Copy out the entire article below about the Indiana woman's 16-pound baby, word for word.

PAGE TEXT
---+---

Indiana Woman With Gestational Diabetes Gives Birth To 16-Pound Baby

When Whitney Hallett went into labor, she knew she was going to be having a big baby. However, she never expected just how big he would be.

Hallett, of Seymour, Indiana, already had three children, who were born weighing more than average: eight pounds, eight ounces, and 11 pounds, one ounce, and nine pounds, 14 ounces. So when she found out she was pregnant with her forth, she assumed this baby would be big as well. On May 1, she delivered their newest addition via c-section, and was shocked to find out just how much he weighed: a whopping 16 pounds.

"The doctors and nurses were like, 'Oh my god!'" Whitney's husband, Edmond Hallett, told Us Weekly. "We ended up weighing him three times because no one could believe he actually weighed 16 pounds. At first I thought maybe the scale was broken."

No, the scale was not broken, and Edmond quickly realized he needed to go find some bigger clothes for their new bundle of joy, who they named Waylon Cole.

"There was no way he was fitting into a newborn outfit!" he said.

Waylon was born with breathing and feeding issues which kept him in the hospital's NICU for seven weeks. However, he is now doing better, and is home with his family.

"He weighs 17 pounds, 7 ounces," Edmond said. "He sleeps a lot more than our other babies did, but he's healthy. When he's awake, he's alert and smiles. He's a happy boy."

So, what caused Waylon to be born weighing 16 pounds? According to American Pregnancy, it's not uncommon for a woman diagnosed with gestational diabetes, a usually temporary type of diabetes that causes the body to not be able to produce enough insulin to regulate sugar during pregnancy, to give birth to a large baby. Other effects of gestational diabetes on the mother and baby include: premature delivery, increased chance of having to have a C-section, and a slightly increased risk of fetal and neonatal death.

The chances of developing gestational diabetes increases for woman over the age of 35, overweight women, and women who have a history of diabetes in their family. Most women are tested for the condition around the 28th week of pregnancy. While some women may experience no symptoms, others may notice themselves being unusually thirsty, urinating more frequently, fatigue, nausea, and blurred vision. In addition, bladder, kidney, and skin infections are also common. Most of the time, gestational diabetes can be controlled with diet and exercise. However, doctors can provide insulin therapy for the more severe cases.

---+---

RECORD EXTRACTS
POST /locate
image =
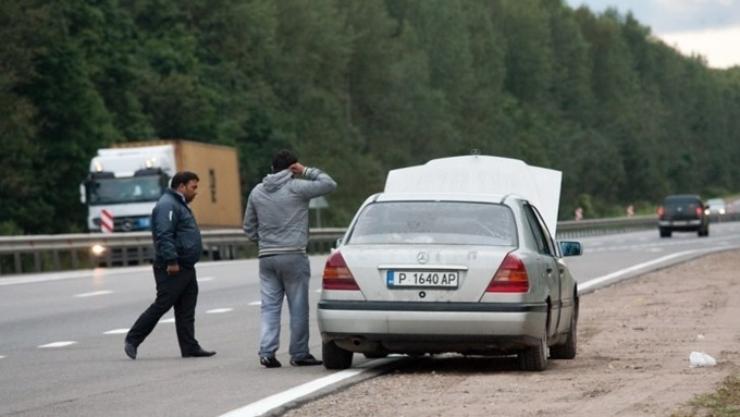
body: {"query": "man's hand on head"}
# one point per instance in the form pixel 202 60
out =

---+---

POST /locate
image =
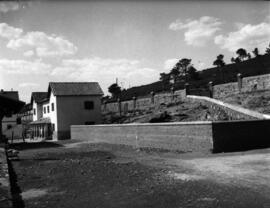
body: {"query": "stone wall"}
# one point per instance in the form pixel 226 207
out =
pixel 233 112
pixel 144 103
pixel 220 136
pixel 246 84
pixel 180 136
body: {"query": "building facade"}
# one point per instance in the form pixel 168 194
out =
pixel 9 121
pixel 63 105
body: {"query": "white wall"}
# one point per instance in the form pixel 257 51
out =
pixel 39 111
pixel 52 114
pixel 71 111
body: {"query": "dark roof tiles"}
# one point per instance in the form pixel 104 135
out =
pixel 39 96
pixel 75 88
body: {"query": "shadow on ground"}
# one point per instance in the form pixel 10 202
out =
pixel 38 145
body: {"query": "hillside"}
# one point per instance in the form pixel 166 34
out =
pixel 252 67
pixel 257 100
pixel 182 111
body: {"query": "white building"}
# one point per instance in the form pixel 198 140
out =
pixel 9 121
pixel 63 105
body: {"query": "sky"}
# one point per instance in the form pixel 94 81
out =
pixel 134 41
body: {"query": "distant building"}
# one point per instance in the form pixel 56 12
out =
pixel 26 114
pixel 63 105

---+---

SOLUTION TO THIS PROBLEM
Indiana Woman With Gestational Diabetes Gives Birth To 16-Pound Baby

When Whitney Hallett went into labor, she knew she was going to be having a big baby. However, she never expected just how big he would be.

Hallett, of Seymour, Indiana, already had three children, who were born weighing more than average: eight pounds, eight ounces, and 11 pounds, one ounce, and nine pounds, 14 ounces. So when she found out she was pregnant with her forth, she assumed this baby would be big as well. On May 1, she delivered their newest addition via c-section, and was shocked to find out just how much he weighed: a whopping 16 pounds.

"The doctors and nurses were like, 'Oh my god!'" Whitney's husband, Edmond Hallett, told Us Weekly. "We ended up weighing him three times because no one could believe he actually weighed 16 pounds. At first I thought maybe the scale was broken."

No, the scale was not broken, and Edmond quickly realized he needed to go find some bigger clothes for their new bundle of joy, who they named Waylon Cole.

"There was no way he was fitting into a newborn outfit!" he said.

Waylon was born with breathing and feeding issues which kept him in the hospital's NICU for seven weeks. However, he is now doing better, and is home with his family.

"He weighs 17 pounds, 7 ounces," Edmond said. "He sleeps a lot more than our other babies did, but he's healthy. When he's awake, he's alert and smiles. He's a happy boy."

So, what caused Waylon to be born weighing 16 pounds? According to American Pregnancy, it's not uncommon for a woman diagnosed with gestational diabetes, a usually temporary type of diabetes that causes the body to not be able to produce enough insulin to regulate sugar during pregnancy, to give birth to a large baby. Other effects of gestational diabetes on the mother and baby include: premature delivery, increased chance of having to have a C-section, and a slightly increased risk of fetal and neonatal death.

The chances of developing gestational diabetes increases for woman over the age of 35, overweight women, and women who have a history of diabetes in their family. Most women are tested for the condition around the 28th week of pregnancy. While some women may experience no symptoms, others may notice themselves being unusually thirsty, urinating more frequently, fatigue, nausea, and blurred vision. In addition, bladder, kidney, and skin infections are also common. Most of the time, gestational diabetes can be controlled with diet and exercise. However, doctors can provide insulin therapy for the more severe cases.